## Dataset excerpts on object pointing
———

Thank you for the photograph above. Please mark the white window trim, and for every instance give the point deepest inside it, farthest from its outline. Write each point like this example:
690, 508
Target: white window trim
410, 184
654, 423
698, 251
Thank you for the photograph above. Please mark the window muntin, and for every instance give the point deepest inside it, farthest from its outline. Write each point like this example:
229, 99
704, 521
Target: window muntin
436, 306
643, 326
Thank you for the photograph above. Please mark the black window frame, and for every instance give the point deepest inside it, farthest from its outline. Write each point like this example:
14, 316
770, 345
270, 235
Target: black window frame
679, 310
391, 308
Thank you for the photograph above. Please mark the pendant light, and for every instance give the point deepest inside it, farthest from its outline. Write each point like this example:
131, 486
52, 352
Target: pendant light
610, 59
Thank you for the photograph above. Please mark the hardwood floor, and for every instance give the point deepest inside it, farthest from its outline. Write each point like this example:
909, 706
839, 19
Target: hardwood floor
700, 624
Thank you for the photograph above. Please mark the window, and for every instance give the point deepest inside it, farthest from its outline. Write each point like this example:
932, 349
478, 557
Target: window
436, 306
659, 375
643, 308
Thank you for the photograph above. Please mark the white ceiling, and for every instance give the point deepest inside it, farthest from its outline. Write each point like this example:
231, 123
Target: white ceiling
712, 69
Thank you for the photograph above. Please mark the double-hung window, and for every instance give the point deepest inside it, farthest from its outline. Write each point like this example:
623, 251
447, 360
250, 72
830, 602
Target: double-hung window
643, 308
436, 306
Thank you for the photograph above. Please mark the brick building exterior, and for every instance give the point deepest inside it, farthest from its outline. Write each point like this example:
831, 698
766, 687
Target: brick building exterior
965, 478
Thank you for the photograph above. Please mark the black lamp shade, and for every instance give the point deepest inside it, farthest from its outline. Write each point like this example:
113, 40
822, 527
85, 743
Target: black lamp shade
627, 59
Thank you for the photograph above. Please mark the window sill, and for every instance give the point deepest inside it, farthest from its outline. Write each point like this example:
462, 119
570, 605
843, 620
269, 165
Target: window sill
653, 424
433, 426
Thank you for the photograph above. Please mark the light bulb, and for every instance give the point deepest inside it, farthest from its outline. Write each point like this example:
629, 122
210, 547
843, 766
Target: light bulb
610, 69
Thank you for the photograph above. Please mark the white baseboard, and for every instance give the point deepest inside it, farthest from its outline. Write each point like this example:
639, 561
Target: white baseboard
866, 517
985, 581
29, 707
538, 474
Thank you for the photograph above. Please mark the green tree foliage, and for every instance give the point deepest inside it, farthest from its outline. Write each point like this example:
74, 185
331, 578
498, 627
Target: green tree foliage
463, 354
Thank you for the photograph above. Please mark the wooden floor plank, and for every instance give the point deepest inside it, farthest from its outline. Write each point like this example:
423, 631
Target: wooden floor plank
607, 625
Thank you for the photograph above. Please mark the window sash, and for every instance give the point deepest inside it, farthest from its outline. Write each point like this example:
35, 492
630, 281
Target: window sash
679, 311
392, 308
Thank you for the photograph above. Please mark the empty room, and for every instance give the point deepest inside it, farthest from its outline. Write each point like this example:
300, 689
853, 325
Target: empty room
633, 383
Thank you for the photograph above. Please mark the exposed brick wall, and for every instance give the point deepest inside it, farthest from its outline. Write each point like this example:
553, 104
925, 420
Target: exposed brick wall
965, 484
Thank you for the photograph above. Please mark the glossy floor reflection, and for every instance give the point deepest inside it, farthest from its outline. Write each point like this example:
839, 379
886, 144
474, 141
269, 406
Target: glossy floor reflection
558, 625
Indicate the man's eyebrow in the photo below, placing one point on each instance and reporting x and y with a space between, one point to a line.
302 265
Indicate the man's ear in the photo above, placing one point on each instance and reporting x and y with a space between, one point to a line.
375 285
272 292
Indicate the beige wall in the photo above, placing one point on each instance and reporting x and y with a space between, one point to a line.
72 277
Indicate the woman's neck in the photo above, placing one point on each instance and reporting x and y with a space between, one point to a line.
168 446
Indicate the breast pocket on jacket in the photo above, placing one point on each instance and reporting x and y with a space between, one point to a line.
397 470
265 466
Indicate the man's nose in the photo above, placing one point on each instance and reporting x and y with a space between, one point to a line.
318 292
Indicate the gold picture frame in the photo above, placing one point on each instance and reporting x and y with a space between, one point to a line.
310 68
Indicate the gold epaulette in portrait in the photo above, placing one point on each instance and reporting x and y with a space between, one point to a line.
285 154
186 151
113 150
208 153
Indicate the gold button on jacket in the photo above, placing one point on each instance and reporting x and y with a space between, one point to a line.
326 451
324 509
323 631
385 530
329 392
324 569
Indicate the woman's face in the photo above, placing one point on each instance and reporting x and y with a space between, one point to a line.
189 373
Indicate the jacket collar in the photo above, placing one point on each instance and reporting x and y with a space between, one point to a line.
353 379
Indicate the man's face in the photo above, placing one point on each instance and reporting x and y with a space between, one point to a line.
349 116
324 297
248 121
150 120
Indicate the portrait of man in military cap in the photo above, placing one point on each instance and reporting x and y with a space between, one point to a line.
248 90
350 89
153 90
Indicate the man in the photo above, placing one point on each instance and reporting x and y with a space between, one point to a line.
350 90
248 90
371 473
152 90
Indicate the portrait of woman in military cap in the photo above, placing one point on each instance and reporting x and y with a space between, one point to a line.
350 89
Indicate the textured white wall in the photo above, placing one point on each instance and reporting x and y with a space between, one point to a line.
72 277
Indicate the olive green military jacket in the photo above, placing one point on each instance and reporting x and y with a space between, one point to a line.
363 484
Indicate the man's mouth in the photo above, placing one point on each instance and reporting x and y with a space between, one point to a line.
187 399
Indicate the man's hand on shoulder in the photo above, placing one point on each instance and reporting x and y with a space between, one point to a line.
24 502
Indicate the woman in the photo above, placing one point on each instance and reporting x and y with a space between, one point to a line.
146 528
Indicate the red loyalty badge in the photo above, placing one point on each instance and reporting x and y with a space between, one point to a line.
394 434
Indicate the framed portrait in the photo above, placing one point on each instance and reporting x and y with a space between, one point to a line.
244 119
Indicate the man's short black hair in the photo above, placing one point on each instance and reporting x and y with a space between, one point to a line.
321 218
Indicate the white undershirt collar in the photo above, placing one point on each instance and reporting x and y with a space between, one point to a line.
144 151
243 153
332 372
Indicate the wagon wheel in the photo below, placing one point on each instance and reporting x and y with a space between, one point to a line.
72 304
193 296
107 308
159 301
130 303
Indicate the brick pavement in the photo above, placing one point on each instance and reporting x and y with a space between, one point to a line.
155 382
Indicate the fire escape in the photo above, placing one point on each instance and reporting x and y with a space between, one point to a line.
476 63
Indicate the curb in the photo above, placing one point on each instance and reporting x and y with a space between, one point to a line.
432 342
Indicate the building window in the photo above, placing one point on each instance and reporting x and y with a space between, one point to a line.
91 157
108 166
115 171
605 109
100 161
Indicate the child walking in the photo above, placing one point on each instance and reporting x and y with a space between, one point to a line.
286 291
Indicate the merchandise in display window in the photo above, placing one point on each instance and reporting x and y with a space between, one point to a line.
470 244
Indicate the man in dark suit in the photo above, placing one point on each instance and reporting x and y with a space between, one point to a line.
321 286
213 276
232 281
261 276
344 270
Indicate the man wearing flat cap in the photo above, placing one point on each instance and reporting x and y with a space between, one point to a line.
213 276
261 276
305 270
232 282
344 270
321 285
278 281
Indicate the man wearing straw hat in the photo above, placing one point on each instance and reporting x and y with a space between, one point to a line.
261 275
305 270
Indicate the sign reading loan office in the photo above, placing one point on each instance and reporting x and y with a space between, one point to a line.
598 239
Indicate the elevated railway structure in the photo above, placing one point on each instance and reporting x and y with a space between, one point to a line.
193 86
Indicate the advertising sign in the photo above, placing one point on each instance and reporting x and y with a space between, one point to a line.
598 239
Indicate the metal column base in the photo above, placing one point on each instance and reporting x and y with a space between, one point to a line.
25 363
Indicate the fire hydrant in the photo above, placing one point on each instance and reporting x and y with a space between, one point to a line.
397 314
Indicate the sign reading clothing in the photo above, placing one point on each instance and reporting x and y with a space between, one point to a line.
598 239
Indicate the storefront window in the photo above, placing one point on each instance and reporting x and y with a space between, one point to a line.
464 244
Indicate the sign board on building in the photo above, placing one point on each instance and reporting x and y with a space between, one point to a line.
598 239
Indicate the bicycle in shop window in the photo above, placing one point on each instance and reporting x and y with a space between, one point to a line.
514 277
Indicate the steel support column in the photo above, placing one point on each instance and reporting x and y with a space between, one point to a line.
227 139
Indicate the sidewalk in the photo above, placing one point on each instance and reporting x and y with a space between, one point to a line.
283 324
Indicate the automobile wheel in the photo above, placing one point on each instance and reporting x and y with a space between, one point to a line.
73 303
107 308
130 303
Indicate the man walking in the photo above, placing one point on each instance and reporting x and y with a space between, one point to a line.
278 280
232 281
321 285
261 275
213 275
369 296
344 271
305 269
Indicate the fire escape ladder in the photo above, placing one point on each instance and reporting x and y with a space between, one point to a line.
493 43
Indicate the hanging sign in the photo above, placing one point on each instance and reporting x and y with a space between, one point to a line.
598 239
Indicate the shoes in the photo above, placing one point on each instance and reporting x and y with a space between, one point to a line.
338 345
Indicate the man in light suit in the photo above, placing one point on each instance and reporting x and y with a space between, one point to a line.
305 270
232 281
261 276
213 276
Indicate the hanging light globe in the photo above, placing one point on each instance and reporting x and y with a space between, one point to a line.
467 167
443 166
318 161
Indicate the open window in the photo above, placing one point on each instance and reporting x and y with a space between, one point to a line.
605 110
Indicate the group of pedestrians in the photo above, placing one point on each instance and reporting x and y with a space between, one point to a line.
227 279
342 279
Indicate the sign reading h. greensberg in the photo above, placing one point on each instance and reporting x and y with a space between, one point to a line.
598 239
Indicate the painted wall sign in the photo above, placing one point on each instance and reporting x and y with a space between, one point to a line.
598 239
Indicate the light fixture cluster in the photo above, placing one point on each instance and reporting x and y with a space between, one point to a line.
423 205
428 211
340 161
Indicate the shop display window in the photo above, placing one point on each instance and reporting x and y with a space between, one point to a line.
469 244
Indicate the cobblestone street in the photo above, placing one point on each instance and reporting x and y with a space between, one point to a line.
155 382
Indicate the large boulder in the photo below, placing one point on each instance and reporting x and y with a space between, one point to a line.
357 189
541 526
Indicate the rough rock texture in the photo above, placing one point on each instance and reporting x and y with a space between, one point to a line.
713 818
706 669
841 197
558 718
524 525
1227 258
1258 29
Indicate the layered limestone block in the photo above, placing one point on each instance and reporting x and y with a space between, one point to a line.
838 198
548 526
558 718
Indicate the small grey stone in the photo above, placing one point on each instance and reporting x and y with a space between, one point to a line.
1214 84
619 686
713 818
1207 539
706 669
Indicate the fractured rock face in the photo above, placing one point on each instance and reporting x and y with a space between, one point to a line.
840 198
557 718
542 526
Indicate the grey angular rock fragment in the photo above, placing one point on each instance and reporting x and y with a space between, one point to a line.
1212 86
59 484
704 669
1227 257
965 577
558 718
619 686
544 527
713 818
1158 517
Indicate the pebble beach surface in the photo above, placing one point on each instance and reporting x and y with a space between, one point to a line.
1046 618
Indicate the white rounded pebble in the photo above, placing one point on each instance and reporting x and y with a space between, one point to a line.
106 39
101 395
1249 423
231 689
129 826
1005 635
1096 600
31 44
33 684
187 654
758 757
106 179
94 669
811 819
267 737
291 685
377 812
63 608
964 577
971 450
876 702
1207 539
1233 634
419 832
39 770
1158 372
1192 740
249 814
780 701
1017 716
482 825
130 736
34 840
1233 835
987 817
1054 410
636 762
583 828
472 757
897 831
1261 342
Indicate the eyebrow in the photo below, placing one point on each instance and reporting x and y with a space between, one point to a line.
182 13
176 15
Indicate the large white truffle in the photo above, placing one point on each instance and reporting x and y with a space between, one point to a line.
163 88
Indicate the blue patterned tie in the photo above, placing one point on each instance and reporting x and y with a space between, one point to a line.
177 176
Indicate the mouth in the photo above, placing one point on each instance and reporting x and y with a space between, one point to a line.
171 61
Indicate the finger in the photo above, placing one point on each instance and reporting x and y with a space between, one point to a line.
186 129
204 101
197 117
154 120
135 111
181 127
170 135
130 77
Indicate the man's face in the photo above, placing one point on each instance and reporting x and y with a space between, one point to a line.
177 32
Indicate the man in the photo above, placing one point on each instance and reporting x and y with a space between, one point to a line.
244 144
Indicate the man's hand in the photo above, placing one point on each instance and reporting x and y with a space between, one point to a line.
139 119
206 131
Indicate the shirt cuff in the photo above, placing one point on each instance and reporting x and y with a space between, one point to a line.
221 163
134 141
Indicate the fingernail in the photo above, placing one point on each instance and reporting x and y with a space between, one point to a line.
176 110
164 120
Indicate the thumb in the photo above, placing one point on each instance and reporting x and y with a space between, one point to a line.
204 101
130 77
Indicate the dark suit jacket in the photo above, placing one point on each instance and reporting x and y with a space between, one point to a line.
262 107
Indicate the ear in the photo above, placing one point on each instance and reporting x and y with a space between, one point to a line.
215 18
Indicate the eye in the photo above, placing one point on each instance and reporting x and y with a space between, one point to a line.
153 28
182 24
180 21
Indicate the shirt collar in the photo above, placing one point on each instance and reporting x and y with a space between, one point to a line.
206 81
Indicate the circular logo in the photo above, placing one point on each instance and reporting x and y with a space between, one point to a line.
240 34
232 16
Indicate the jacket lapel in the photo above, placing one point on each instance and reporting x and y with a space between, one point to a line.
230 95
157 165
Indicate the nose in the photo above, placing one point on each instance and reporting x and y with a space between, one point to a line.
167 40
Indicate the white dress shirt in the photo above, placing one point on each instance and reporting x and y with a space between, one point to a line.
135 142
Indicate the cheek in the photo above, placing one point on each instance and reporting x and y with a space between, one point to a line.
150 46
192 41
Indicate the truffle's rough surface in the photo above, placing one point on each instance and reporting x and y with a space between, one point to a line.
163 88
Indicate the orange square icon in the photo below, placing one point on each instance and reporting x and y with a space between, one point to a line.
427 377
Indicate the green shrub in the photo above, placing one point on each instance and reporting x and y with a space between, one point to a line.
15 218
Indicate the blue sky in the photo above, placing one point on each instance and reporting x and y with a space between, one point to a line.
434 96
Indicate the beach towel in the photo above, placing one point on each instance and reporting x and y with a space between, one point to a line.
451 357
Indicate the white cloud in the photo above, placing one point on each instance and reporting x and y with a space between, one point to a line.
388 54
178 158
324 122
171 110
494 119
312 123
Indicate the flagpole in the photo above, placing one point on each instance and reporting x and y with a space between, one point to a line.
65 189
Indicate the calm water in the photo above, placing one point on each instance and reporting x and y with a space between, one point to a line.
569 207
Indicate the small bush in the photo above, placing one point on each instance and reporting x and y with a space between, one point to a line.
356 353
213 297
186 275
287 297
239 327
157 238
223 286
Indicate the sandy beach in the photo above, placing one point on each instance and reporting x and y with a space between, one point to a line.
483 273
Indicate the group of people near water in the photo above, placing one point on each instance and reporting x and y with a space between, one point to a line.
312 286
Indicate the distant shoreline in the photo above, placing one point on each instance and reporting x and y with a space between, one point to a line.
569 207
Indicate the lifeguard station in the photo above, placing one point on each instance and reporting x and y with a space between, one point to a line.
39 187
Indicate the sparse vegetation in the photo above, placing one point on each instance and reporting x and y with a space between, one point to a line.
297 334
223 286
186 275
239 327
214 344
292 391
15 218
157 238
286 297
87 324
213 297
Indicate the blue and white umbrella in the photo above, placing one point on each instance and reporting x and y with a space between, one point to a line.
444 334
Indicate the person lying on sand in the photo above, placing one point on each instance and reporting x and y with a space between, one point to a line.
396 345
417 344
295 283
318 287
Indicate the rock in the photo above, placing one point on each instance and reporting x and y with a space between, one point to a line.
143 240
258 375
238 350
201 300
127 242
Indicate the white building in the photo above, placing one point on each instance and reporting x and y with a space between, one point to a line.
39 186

———

## Problem requirements
Each line from the one containing "Indicate the group of people" through the end of the entries, both included, is to be returned exactly, with no other lines.

## The output
Indicate the group of people near water in the photo above, placing one point on each instance and reporting x and y with a space between, one point to a line.
312 286
Indicate the distant shoreline in the photo above, placing one point on each instance and reporting x and y with a space between, one point to a line.
569 207
Indicate the lifeguard station in the photo above, placing one point on each instance and reporting x and y with a space between, one point to a line.
39 187
Indicate the sparse vegetation in the photo above, placing one point on each instance and reporting x and y with a space between, one point to a line.
297 334
223 286
186 275
239 327
214 344
292 391
15 218
157 238
286 297
87 324
213 297
Indicate the blue and white umbrella in the photo above, placing one point on each instance and reporting x and y with a space between, one point to a line.
444 334
Indicate the person lying on sand in the photo above, placing one point on each instance and reporting x and y with a space between, one point to a line.
396 345
417 344
295 283
318 287
Indicate the rock in the photo above, placing one point on each instance and reporting x and y with a space between, one point to a line.
143 240
258 375
238 350
201 300
127 242
Indicate the white building in the photo above, placing one point on each instance and reporting x and y with a space between, one point to a line.
39 186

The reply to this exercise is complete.